Instructions:
- 1) In the ELT memory pool article, how much of the server's memory was meant to become the reusable ELT execution pool?
- 2) Write the next part of the ELT memory pool article, picking up right after its final sentence.

-------- Provided passage --------

How I Structured a Reusable Memory Pool for ELT on a Single EPYC Server
Designing a 512GB memory pool that rotates step by step across In-Memory, Arrow IPC, and Parquet paths for stable ELT execution.
Introduction
When I build a local ELT stack around Dagster, Trino, DataFusion, and PostgreSQL, the hard part is usually not raw CPU throughput. It is deciding how much memory each step is allowed to consume, when that memory must be released, and when intermediate data should leave RAM altogether. This note was written around a machine with AMD EPYC 9175F 16c/32t, 768GB DDR5-6400, RTX 6000 Pro Max-Q, and NVMe 3.84TB, and the main goal was to turn 512GB of that memory into a reusable ELT execution pool.
I was already thinking about local, offline-first delivery patterns such as a 48h Prototype or a compact data-platform package built around flows like Airbyte -> Iceberg / Trino -> visualization. This ELT memo is the execution policy underneath that broader platform idea.

-------- Recorded information --------

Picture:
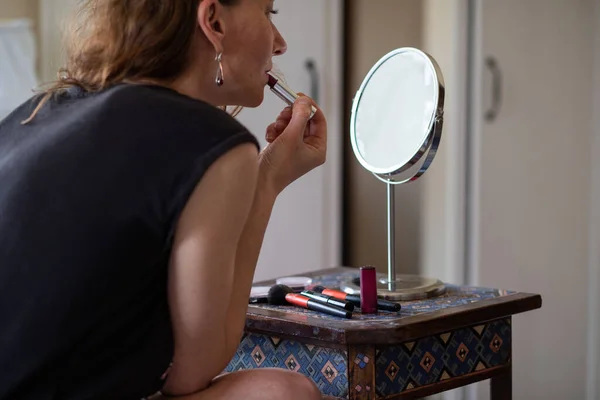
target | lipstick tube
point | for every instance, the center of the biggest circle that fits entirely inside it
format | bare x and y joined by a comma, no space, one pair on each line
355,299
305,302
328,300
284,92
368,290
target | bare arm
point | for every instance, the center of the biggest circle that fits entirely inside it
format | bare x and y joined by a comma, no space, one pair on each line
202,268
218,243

--------
-------- Recorded information --------

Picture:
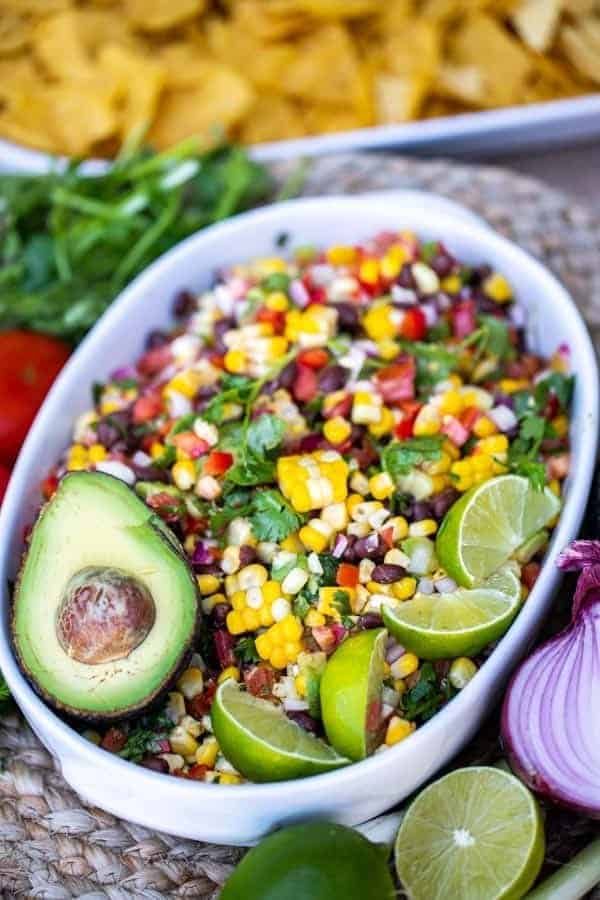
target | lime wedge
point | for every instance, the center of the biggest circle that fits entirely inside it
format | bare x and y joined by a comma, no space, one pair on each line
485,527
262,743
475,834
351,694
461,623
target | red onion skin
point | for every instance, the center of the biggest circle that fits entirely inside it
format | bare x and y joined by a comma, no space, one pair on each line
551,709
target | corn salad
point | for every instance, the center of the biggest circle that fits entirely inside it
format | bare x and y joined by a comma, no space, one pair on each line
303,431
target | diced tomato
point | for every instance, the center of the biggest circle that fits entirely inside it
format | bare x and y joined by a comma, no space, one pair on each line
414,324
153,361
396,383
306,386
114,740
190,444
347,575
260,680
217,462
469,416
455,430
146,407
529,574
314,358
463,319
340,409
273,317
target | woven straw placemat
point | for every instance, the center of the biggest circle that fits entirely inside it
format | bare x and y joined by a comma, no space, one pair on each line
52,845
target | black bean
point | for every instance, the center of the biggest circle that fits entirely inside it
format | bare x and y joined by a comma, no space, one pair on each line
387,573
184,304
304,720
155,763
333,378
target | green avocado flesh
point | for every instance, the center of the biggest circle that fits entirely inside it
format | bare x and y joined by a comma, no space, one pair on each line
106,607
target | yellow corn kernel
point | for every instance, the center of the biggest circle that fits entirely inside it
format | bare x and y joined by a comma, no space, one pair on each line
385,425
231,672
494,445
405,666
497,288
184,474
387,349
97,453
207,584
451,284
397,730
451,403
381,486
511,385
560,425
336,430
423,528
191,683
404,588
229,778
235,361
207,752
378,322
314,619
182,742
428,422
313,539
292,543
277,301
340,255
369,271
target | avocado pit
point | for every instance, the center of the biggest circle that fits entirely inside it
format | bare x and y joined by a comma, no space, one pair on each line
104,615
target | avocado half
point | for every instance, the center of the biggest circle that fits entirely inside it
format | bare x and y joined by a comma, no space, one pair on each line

--------
-------- Recorded information --------

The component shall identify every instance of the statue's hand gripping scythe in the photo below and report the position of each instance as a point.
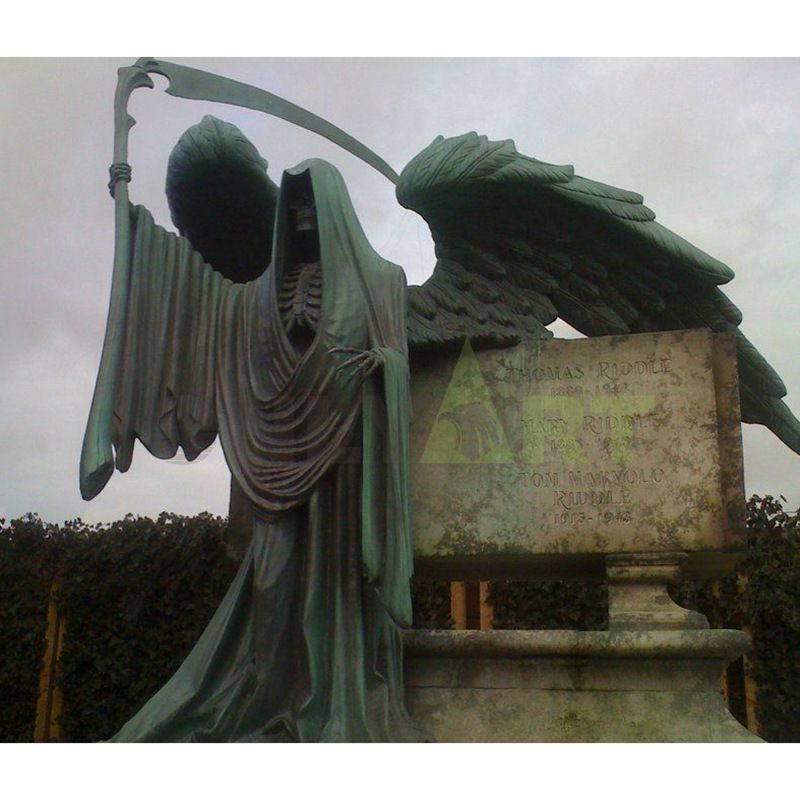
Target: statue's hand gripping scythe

--------

Task responses:
- 1) 512GB of the machine's 768GB DDR5-6400.

- 2)
Background and Motivation
I wanted to avoid the common trap of treating a high-memory server as an excuse to keep everything in RAM all the time. Even with 768GB, the combination of Trino heavy queries, large DataFusion transforms, PostgreSQL load phases, and loosely controlled Dagster concurrency can create ugly peak collisions. When that happens, the issue is not only OOM risk. Recovery becomes messy because some tasks will already be half-spilled, half-retrying, or holding file handles they should have released.
That is why I reduced the whole policy to one operating principle:
Reuse a dedicated
512GBpool step by step, keep light paths inIn-Memory, and fall back toArrow IPCorParquetwhen the workload gets large.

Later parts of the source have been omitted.